*** Opening EXERCISE MATERIAL ***

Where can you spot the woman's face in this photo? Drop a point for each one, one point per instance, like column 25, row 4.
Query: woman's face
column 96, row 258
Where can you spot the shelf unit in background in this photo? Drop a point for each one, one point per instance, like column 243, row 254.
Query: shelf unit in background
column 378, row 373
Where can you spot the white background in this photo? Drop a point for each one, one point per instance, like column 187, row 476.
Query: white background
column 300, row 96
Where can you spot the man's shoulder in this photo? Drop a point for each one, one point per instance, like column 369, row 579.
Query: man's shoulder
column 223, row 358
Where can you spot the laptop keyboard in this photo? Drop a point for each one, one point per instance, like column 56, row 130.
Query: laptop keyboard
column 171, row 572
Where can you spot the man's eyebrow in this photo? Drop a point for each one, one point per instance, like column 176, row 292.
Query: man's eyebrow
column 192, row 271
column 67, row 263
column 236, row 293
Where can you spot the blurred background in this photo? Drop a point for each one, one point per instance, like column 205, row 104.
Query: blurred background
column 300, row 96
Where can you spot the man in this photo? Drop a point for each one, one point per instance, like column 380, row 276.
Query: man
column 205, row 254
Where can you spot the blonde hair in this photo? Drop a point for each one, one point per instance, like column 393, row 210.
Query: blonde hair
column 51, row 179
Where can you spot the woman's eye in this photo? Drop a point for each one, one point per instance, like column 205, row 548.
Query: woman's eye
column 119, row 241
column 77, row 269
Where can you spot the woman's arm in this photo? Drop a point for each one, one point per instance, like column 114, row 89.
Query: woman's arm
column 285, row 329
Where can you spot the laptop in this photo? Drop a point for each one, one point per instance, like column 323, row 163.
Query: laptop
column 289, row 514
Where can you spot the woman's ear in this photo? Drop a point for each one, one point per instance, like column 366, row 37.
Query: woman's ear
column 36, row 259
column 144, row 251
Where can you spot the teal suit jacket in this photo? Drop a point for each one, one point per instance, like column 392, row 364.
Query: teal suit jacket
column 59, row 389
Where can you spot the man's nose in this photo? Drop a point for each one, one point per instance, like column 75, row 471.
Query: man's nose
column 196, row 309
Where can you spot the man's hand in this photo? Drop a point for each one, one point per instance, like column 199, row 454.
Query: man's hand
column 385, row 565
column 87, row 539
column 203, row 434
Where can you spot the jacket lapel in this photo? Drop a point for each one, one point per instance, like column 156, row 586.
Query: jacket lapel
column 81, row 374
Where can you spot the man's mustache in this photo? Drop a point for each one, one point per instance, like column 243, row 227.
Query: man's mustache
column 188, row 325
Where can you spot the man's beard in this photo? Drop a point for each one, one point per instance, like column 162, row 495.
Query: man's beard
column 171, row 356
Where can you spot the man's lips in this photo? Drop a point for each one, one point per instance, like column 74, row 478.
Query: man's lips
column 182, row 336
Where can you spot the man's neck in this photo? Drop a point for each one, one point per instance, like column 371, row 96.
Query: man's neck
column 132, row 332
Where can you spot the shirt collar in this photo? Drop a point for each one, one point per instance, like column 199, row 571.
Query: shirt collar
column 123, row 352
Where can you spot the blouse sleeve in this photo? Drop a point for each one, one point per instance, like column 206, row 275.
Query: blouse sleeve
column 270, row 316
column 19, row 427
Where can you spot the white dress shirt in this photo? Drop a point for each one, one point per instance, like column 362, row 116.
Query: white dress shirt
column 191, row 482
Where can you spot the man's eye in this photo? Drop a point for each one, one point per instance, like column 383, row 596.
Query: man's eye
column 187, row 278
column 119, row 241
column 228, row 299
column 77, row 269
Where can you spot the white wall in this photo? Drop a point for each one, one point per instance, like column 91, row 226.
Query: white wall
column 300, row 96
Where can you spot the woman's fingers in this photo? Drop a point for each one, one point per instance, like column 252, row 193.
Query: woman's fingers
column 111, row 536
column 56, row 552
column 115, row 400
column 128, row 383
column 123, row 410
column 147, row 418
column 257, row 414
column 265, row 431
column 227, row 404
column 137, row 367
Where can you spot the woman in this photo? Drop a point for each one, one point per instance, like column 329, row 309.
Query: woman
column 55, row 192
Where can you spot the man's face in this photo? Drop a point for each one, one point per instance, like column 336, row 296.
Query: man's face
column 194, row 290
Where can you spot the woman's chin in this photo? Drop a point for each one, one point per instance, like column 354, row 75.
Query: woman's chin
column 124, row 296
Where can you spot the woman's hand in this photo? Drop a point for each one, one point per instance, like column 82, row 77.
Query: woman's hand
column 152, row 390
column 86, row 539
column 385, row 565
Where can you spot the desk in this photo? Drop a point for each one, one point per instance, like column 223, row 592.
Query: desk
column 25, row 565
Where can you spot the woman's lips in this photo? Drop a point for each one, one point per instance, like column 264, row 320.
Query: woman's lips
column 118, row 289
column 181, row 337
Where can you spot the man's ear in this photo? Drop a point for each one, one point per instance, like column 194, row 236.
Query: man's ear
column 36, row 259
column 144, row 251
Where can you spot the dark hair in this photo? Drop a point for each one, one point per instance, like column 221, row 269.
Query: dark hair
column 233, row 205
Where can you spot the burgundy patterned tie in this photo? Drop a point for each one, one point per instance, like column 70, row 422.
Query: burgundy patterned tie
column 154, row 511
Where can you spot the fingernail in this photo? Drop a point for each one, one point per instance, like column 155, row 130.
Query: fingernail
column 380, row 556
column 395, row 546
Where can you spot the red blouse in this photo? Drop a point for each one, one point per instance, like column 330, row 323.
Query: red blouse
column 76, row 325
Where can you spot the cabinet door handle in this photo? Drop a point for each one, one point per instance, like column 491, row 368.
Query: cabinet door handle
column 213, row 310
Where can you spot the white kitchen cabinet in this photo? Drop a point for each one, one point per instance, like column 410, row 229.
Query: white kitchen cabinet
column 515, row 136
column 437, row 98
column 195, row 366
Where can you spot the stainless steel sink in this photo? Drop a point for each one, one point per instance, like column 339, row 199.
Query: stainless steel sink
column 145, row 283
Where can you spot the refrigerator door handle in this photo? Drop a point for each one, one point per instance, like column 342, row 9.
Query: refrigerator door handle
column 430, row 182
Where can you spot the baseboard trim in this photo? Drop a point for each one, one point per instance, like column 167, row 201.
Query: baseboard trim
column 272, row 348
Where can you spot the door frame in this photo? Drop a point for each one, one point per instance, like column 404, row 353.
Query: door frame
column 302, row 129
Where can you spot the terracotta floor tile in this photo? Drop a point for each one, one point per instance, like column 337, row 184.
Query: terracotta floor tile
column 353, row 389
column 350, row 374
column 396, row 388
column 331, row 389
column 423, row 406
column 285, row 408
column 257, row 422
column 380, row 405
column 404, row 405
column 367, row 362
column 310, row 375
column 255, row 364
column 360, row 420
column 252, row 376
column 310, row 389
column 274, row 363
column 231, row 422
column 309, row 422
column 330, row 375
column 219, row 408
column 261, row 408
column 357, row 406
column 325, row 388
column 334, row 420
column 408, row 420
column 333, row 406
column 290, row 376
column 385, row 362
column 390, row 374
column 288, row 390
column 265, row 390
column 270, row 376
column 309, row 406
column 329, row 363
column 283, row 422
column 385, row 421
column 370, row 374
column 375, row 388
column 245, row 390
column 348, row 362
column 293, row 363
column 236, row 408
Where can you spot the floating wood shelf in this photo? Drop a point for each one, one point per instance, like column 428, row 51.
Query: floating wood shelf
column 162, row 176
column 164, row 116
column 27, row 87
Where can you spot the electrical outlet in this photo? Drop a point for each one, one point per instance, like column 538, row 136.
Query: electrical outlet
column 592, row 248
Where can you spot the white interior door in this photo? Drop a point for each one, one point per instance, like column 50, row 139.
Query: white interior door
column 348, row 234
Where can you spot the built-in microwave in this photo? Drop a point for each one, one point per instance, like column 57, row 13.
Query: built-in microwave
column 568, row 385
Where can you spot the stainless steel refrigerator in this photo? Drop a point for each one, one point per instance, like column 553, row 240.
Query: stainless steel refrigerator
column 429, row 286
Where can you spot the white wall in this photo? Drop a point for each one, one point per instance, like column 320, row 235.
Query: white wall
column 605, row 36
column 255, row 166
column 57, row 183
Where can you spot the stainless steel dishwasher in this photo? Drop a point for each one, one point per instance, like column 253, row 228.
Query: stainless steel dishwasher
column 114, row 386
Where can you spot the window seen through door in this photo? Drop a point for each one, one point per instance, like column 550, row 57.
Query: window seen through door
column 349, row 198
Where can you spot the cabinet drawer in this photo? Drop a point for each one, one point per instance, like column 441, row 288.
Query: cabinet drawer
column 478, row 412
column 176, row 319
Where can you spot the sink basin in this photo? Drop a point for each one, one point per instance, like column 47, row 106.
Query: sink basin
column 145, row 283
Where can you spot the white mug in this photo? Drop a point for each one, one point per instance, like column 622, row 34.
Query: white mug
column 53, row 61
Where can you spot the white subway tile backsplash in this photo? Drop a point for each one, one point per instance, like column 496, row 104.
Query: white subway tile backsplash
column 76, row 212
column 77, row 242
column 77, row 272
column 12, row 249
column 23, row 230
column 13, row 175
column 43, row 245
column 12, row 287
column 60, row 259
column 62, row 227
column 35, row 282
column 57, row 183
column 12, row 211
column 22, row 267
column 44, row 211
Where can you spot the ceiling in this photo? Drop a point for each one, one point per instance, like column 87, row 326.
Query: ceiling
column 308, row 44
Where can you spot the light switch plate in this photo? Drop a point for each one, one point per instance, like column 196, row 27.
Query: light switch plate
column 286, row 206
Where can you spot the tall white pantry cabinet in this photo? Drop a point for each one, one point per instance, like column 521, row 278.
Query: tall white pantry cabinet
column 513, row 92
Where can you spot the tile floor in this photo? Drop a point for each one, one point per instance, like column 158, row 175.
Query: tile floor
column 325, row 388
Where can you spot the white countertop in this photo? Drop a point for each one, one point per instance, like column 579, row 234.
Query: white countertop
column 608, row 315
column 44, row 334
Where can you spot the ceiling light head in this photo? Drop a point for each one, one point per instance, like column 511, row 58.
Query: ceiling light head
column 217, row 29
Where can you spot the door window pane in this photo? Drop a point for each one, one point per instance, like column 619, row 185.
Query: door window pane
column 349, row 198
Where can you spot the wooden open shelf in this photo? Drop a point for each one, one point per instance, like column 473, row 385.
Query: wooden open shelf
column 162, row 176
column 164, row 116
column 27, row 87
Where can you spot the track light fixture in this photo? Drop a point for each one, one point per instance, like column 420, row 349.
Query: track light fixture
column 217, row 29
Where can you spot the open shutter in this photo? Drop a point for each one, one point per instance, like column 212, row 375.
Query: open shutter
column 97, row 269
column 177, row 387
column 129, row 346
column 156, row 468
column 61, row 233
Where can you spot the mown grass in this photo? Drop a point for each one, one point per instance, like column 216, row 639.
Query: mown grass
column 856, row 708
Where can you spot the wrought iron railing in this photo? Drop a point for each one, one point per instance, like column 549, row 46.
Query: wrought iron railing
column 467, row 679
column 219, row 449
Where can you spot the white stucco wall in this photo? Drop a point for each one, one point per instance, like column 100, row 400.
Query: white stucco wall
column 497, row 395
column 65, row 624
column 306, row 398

*** Closing EXERCISE MATERIAL ***

WHAT TO PRODUCE :: Among the entries above, find the line with "Where can you spot the blouse" and the line with "Where can you spot the woman's fingers"; give again exactly these two lines and all lines between them.

FINISHED EXERCISE ::
Where can you spot the blouse sleeve in this photo? Drop a point for each one, one point per instance, like column 206, row 275.
Query: blouse sleeve
column 270, row 316
column 19, row 427
Where can you spot the white dress shirt in this photo? Drop a point for each one, one point per instance, like column 362, row 116.
Query: white dress shirt
column 191, row 482
Where can you spot the man's eye in this photo? Drop a point for each one, one point per instance, like column 383, row 596.
Query: man's eye
column 187, row 278
column 119, row 241
column 228, row 299
column 77, row 269
Where can you spot the white wall in this photo? Drop a point for each one, one point per instance, like column 91, row 226.
Query: white wall
column 300, row 96
Where can you spot the woman's fingers in this photo? Drop a point for each one, one point per instance, like column 252, row 193.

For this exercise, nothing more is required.